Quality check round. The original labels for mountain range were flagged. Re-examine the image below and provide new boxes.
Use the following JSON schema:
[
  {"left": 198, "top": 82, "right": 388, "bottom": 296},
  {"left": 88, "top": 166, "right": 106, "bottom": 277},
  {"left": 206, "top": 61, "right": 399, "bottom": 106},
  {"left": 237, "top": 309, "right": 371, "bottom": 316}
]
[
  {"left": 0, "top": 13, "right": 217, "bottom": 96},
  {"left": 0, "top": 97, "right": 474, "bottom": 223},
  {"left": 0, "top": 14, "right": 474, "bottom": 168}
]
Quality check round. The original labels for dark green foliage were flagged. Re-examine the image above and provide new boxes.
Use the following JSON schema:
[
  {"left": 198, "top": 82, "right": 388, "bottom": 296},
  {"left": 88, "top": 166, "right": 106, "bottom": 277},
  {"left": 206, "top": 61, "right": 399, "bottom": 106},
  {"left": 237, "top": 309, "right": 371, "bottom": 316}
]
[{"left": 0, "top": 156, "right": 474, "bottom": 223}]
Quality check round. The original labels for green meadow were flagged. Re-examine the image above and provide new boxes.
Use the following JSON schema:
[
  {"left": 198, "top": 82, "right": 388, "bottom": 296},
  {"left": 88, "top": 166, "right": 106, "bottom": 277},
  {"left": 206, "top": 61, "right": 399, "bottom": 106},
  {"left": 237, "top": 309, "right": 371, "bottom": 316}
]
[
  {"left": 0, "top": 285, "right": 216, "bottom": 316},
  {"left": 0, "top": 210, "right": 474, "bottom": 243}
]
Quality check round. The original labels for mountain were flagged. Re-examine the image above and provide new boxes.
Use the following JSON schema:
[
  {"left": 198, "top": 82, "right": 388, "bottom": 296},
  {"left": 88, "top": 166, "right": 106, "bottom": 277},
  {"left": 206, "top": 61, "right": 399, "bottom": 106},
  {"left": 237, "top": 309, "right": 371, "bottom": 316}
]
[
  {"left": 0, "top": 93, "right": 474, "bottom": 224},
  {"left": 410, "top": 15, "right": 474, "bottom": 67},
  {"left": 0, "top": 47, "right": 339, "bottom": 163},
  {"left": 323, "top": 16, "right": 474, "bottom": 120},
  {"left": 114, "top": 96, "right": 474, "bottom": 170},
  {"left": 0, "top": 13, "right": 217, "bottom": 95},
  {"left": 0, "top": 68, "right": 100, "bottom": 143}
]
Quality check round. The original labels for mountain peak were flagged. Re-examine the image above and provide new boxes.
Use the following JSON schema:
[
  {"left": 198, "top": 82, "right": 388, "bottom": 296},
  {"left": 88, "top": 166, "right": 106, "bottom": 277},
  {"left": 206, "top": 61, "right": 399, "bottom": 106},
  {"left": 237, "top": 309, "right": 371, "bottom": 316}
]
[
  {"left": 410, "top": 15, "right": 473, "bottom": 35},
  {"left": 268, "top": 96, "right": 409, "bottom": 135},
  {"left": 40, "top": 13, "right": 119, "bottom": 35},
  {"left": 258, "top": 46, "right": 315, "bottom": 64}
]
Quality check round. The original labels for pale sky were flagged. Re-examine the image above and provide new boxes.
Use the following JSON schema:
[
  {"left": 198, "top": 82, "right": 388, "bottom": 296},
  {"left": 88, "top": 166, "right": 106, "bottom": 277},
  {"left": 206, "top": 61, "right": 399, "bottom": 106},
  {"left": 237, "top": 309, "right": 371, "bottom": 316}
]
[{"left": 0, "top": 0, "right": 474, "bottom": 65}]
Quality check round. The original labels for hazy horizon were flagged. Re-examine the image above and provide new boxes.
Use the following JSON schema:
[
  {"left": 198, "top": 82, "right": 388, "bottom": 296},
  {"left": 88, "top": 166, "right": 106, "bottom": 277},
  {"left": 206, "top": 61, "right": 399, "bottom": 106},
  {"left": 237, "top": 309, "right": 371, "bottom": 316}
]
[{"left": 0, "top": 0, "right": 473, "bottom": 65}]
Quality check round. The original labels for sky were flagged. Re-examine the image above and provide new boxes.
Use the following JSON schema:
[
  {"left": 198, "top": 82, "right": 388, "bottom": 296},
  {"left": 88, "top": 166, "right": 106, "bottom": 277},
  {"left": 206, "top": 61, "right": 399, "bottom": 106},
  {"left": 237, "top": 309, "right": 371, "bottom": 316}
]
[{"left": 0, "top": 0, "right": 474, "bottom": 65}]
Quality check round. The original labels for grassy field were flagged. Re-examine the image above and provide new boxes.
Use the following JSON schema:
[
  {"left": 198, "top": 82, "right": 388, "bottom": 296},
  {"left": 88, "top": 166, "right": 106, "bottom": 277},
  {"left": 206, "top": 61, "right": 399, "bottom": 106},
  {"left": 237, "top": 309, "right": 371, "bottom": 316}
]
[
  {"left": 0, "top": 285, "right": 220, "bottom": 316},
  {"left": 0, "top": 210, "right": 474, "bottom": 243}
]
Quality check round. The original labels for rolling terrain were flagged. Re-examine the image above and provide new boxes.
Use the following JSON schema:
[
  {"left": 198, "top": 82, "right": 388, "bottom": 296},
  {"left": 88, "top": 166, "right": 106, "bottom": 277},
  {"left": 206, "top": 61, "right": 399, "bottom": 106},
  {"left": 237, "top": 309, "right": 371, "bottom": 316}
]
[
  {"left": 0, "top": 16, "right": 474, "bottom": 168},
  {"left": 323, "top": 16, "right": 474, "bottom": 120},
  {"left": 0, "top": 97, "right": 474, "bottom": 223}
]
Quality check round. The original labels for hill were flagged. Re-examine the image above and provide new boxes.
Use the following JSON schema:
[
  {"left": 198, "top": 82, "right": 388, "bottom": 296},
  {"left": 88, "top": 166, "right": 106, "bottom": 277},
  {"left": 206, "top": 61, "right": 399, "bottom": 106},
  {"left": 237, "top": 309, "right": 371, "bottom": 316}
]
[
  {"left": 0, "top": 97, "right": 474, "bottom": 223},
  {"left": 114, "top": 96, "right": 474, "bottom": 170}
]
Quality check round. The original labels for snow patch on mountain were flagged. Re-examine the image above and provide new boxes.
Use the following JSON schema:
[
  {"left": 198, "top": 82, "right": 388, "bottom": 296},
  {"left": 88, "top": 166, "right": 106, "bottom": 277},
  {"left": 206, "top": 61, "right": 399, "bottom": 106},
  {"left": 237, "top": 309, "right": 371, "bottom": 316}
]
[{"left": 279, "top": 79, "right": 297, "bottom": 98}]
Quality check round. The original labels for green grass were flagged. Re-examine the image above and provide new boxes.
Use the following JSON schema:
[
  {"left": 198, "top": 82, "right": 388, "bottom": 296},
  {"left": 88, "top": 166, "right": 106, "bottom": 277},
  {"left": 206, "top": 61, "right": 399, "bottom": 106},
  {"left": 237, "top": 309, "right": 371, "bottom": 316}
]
━━━━━━━━
Restate the final lines of the listing above word for word, beginning at the line that contains "Quality check round. The original labels for green grass".

[Output for this exercise]
Quality check round. The original labels for green grass were flagged. Re-examine the image above and provide new boxes.
Use the following JSON schema:
[
  {"left": 198, "top": 82, "right": 388, "bottom": 296},
  {"left": 88, "top": 166, "right": 106, "bottom": 277},
  {"left": 206, "top": 61, "right": 399, "bottom": 106},
  {"left": 237, "top": 309, "right": 371, "bottom": 316}
]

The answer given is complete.